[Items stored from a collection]
========================================

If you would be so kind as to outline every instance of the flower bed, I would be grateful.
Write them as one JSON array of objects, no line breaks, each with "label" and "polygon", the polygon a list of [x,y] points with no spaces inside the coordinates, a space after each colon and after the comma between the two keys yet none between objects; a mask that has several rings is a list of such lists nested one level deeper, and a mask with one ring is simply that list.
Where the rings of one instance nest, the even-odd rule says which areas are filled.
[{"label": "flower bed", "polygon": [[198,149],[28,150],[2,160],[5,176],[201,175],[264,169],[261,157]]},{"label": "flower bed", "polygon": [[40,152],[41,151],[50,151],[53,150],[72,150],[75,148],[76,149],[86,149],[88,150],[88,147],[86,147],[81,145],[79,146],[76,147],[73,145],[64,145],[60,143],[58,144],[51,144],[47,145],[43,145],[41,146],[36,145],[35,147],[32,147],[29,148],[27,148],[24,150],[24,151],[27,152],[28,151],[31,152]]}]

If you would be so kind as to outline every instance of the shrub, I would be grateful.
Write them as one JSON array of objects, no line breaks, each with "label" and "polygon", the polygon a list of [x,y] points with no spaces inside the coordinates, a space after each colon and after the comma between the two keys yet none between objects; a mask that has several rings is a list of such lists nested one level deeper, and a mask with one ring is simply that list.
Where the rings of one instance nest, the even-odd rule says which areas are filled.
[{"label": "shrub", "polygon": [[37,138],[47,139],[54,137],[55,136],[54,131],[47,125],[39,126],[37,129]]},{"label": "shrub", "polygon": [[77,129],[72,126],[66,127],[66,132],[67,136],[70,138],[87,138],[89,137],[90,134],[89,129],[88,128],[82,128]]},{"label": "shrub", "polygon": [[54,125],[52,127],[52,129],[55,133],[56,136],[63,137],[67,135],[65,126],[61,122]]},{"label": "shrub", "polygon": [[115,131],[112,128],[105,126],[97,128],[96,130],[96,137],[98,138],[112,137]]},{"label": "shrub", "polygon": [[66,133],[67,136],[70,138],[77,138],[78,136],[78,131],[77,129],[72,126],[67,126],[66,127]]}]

========================================

* _EXERCISE_
Return all of the rows above word for word, keeping every line unchanged.

* _SOLUTION_
If you would be so kind as to outline every instance of the flower bed, I would be grateful.
Write them as one JSON array of objects, no line breaks, each with "label" and "polygon", the polygon a list of [x,y] points with no spaces inside the coordinates, a space after each colon and after the comma between the two keys yet none between objects; a mask that has several rings is a list of such lists nested one level deeper, and a mask with one ring is simply that list.
Where the rings of one instance nest, the even-odd rule says which areas are filled.
[{"label": "flower bed", "polygon": [[198,149],[28,150],[2,160],[5,176],[201,175],[264,169],[261,157]]},{"label": "flower bed", "polygon": [[40,152],[41,151],[50,151],[53,150],[72,150],[75,148],[76,149],[86,149],[88,150],[88,147],[86,147],[81,145],[79,146],[76,147],[73,145],[64,145],[60,143],[58,144],[51,144],[47,145],[43,145],[41,146],[36,145],[35,147],[32,147],[29,148],[27,148],[24,150],[24,151],[27,152],[28,151],[31,152]]}]

If you would be so kind as to outline every instance of the shrub, I would be grateful.
Write them as one JSON array of objects, no line breaks, each with "label" and "polygon", the polygon a list of [x,y] points with no spaces inside the coordinates, a space after each colon and after the comma between the two keys yet none between objects; a mask that has several rings is a list of such lists nested one level deeper, and a mask with one ring is simply that list.
Where the rings of one instance nest, the even-odd rule says which areas are filled.
[{"label": "shrub", "polygon": [[37,138],[47,139],[54,137],[55,136],[54,131],[47,125],[39,126],[37,129]]},{"label": "shrub", "polygon": [[77,129],[72,126],[66,127],[66,132],[67,136],[70,138],[87,138],[89,137],[90,134],[89,129],[88,128],[82,128]]},{"label": "shrub", "polygon": [[54,125],[52,127],[52,129],[55,133],[56,136],[63,137],[67,135],[65,126],[61,122]]},{"label": "shrub", "polygon": [[115,131],[112,128],[105,126],[97,128],[96,130],[96,137],[98,138],[112,137]]},{"label": "shrub", "polygon": [[66,133],[67,136],[70,138],[77,138],[78,136],[78,131],[77,129],[72,126],[67,126],[66,127]]}]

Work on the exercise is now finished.